• **PROBLEM TO WORK ON**: Print the records below exactly, with no pictures.

**** DATA FOR ANALYSIS

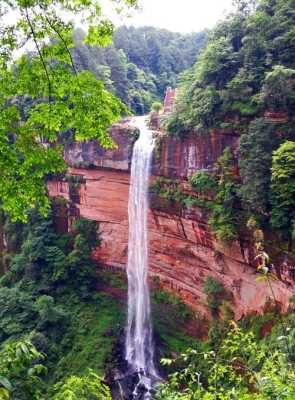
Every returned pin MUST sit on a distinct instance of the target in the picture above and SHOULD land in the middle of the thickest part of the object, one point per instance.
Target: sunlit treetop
(43, 97)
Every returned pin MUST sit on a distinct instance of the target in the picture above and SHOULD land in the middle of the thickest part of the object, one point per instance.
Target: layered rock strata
(183, 252)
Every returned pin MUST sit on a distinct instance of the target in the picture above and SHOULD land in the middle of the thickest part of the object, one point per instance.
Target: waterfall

********

• **THE ANSWER**:
Every returned pin MUST sit on a distinct instance of the target in the picture above and SHOULD land in the middle of the thickest part of the object, one point per instance.
Target: sunlit treetop
(43, 97)
Every returned pin MUST sit on a distinct instance of the target in the picture above and SHOULD land in the middle of the thickest part of the object, one point per instance.
Target: layered rock strata
(183, 252)
Every returned pin MUST sit on a distinct instance of the target in the picture above and SHOULD land in the middle of the thickest part of the object, one point per instance.
Target: waterfall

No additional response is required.